*Task brief*: What is printed must match, line for line, the records from their first line through the line containing "formatted like [304,202].", with pictures left out.

The input section start

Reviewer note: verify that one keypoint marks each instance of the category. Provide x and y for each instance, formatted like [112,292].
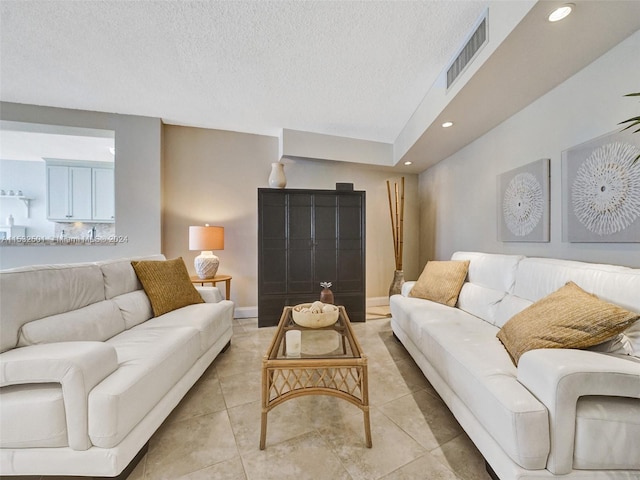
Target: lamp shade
[206,238]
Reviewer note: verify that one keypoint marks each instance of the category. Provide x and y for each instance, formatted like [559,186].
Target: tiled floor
[214,433]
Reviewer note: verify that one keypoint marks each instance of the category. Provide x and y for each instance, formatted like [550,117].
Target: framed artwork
[523,203]
[601,190]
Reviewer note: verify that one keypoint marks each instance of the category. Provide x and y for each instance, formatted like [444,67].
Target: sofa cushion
[82,285]
[150,361]
[467,355]
[40,408]
[567,318]
[210,319]
[610,421]
[538,277]
[508,307]
[480,301]
[135,307]
[97,322]
[120,277]
[167,284]
[441,281]
[491,270]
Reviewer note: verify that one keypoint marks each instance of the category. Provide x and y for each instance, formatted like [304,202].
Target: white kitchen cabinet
[79,192]
[103,194]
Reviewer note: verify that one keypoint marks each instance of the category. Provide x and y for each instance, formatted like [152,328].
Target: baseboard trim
[490,471]
[245,312]
[377,301]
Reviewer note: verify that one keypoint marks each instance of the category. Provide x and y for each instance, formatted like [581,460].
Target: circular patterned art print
[605,194]
[522,204]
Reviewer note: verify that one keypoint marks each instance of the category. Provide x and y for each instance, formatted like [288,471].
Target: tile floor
[214,433]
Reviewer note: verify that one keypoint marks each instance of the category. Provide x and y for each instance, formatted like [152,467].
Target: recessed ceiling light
[561,12]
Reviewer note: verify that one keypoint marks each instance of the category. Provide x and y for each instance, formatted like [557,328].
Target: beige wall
[212,176]
[458,195]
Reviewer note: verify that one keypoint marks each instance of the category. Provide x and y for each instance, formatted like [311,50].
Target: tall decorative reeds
[396,210]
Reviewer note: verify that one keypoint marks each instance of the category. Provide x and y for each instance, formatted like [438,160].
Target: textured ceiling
[356,69]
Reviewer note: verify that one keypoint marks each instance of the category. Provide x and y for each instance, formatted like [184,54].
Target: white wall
[458,195]
[137,185]
[212,176]
[30,177]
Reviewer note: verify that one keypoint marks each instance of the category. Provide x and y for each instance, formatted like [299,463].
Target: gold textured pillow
[567,318]
[167,284]
[441,281]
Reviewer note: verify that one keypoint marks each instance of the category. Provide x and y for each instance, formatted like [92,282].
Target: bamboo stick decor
[396,211]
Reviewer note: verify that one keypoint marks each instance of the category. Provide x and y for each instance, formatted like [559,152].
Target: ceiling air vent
[477,40]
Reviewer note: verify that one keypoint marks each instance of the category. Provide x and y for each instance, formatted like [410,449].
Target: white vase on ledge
[277,178]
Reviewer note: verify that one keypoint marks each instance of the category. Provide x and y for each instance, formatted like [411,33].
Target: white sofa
[87,374]
[562,413]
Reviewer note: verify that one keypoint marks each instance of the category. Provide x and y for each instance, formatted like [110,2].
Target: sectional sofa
[561,413]
[87,372]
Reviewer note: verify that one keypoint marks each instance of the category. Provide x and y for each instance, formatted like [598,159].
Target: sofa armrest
[406,288]
[209,294]
[558,377]
[76,366]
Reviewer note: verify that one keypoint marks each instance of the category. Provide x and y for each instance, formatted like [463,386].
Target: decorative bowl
[306,318]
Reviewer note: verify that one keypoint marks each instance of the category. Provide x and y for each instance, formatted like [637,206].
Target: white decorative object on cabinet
[25,200]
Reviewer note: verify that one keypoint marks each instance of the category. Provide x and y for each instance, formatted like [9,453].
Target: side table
[218,278]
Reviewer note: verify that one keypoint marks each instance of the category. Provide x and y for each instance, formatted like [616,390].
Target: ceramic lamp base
[206,265]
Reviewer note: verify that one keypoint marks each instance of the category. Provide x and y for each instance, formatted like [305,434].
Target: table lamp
[206,238]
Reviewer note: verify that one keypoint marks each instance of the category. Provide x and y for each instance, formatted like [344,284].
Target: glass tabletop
[293,342]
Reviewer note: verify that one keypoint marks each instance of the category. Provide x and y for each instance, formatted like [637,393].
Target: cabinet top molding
[77,163]
[311,190]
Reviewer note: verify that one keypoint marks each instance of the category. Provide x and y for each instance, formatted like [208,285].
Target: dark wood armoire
[306,237]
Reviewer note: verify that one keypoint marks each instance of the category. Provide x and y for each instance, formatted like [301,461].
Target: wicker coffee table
[331,362]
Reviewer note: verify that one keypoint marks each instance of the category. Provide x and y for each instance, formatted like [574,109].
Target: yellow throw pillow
[567,318]
[441,281]
[167,284]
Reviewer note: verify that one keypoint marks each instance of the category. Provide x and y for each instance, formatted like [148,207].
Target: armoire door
[306,237]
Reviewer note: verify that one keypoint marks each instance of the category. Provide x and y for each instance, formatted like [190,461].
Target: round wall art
[601,190]
[605,195]
[524,203]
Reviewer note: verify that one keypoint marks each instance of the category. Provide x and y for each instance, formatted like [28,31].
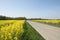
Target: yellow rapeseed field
[11,29]
[49,21]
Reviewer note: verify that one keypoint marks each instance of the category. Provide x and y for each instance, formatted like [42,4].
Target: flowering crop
[49,21]
[11,29]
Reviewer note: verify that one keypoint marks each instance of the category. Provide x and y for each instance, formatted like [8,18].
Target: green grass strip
[30,33]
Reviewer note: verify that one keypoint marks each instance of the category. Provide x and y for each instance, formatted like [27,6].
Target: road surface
[48,32]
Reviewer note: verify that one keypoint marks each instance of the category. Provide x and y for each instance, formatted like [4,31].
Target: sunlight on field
[48,21]
[11,29]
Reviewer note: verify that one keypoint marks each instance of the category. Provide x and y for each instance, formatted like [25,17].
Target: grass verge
[30,33]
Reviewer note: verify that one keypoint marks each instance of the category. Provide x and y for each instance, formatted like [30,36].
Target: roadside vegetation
[31,34]
[18,30]
[49,22]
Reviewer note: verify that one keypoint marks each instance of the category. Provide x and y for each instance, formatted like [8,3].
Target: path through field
[47,31]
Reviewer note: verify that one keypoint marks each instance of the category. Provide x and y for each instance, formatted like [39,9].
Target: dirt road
[47,31]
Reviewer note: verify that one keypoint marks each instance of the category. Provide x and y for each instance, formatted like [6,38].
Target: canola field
[11,29]
[50,22]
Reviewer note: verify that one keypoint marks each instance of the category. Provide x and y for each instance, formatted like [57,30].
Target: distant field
[49,22]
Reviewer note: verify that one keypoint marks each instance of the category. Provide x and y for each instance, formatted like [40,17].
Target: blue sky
[30,8]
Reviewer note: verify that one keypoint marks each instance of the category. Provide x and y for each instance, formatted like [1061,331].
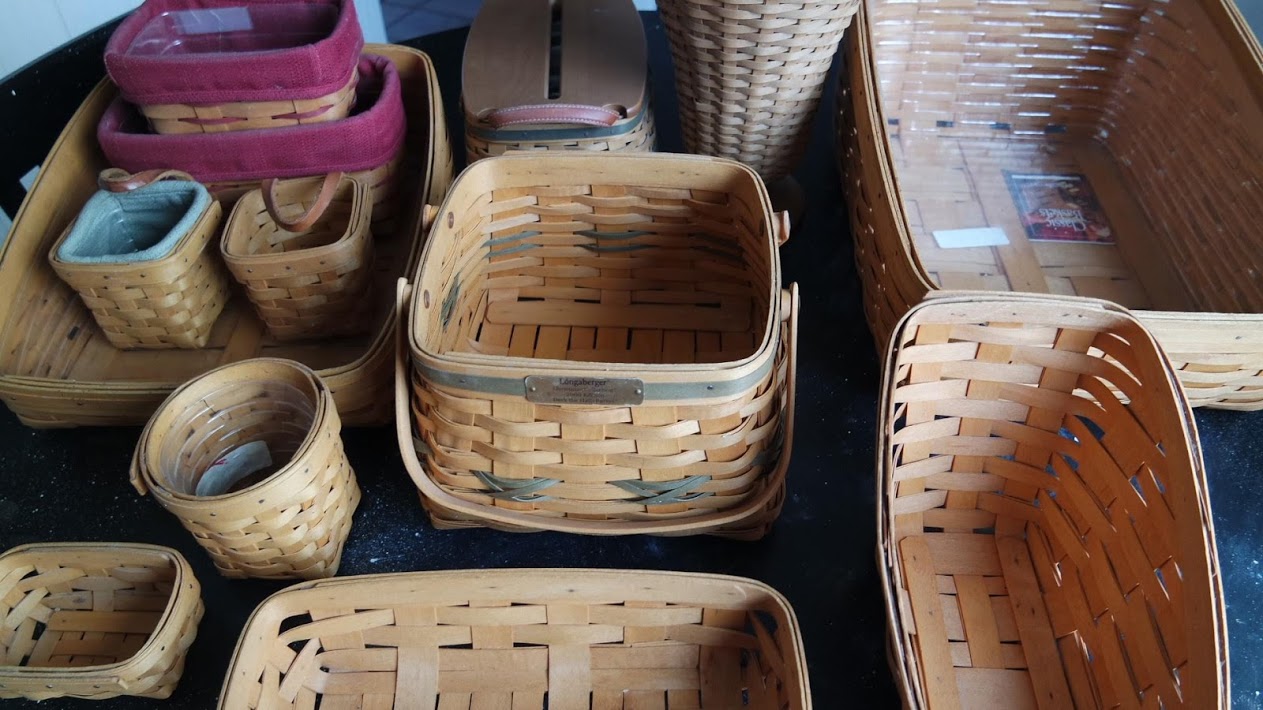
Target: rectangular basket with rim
[95,620]
[563,639]
[57,369]
[601,346]
[1079,148]
[1043,527]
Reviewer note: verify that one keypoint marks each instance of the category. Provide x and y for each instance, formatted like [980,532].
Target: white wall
[32,28]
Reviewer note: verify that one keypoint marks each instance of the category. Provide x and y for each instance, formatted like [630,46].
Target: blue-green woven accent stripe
[584,133]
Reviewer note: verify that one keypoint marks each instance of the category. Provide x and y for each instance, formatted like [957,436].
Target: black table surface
[72,484]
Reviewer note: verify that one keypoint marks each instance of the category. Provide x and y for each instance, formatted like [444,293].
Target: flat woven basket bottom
[86,609]
[1093,181]
[639,137]
[49,337]
[1043,548]
[522,639]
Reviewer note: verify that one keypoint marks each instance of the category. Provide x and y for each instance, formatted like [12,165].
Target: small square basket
[524,638]
[95,620]
[1045,535]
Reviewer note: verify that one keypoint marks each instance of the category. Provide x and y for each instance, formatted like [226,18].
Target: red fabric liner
[221,77]
[364,140]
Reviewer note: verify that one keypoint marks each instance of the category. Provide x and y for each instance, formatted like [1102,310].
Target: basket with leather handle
[217,66]
[1043,524]
[140,258]
[1118,159]
[249,457]
[524,639]
[538,76]
[601,346]
[305,253]
[95,619]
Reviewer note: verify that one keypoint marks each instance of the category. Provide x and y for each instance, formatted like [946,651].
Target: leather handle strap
[305,221]
[576,114]
[116,180]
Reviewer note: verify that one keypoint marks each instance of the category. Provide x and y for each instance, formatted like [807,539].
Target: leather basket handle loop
[576,114]
[305,221]
[116,180]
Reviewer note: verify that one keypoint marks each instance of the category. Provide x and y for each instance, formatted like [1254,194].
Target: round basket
[750,73]
[305,253]
[268,432]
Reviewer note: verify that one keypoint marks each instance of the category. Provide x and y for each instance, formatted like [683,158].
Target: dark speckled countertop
[70,485]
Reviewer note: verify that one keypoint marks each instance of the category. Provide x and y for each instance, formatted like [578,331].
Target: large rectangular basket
[95,620]
[1043,526]
[57,369]
[601,346]
[1108,149]
[563,639]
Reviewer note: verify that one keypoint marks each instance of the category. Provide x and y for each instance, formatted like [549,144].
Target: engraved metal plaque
[546,389]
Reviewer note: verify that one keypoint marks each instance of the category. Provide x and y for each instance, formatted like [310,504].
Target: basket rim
[700,523]
[887,553]
[1240,43]
[475,365]
[143,463]
[436,577]
[356,228]
[185,586]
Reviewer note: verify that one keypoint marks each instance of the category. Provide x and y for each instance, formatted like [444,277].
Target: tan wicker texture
[1156,108]
[57,369]
[305,281]
[1043,542]
[635,135]
[251,115]
[750,73]
[603,346]
[289,524]
[523,639]
[95,620]
[168,302]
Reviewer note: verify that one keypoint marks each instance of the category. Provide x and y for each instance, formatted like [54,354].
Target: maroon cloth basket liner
[307,71]
[364,140]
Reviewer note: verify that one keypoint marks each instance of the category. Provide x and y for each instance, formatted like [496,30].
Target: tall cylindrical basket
[750,72]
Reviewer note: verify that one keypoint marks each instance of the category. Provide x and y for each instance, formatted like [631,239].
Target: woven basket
[750,73]
[305,253]
[601,346]
[167,302]
[522,638]
[1043,541]
[1146,120]
[219,66]
[95,620]
[292,517]
[58,370]
[537,76]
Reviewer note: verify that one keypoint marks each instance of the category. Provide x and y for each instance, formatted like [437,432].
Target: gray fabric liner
[129,228]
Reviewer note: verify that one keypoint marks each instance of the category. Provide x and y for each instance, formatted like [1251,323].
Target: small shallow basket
[171,301]
[750,75]
[95,620]
[601,346]
[305,254]
[537,76]
[289,524]
[522,638]
[1042,542]
[1109,150]
[217,66]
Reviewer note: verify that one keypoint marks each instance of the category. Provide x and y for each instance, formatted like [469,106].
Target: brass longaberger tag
[546,389]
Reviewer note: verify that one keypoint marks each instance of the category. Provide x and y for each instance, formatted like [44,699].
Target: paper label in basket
[546,389]
[966,238]
[233,466]
[1059,207]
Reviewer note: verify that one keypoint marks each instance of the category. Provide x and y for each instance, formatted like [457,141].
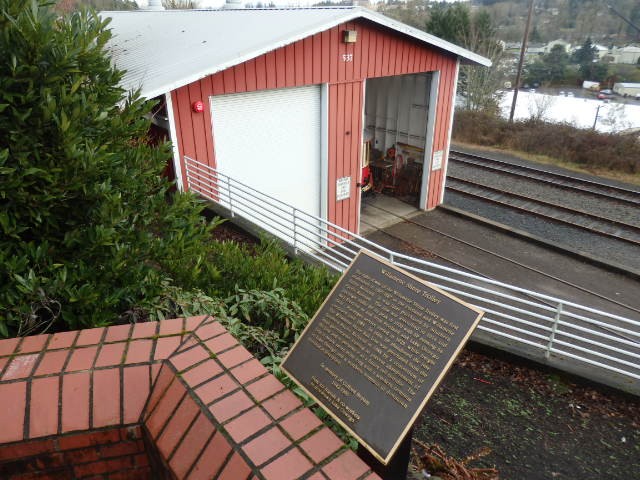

The input section end

*Solution to this exercise*:
Reviewer note: verify that one keypoint marks each instance of the category. Provide x and y for each instance, formatted like [112,292].
Target: lamp shade
[206,238]
Reviewer note: verify that one keypoint marks each instance of the category. Provide x and y for each instance, formatted like [559,186].
Target: tiled floor
[214,433]
Reviewer note: verify that one keypoint marks each instance of the category. Provide x and y for each instance, formatted like [550,117].
Target: framed artwork
[523,203]
[601,190]
Reviewer note: verify that one keypoint marks each instance of the category. Provide x and y for each instance, formatted like [444,67].
Target: sofa cushion
[82,285]
[150,361]
[467,355]
[40,408]
[567,318]
[210,319]
[610,421]
[538,277]
[508,307]
[480,301]
[135,307]
[97,322]
[120,277]
[167,284]
[441,281]
[491,270]
Reviewer note: verify that one keypoint marks each instance of the category. Provide x and y for each instance, formatted like [304,202].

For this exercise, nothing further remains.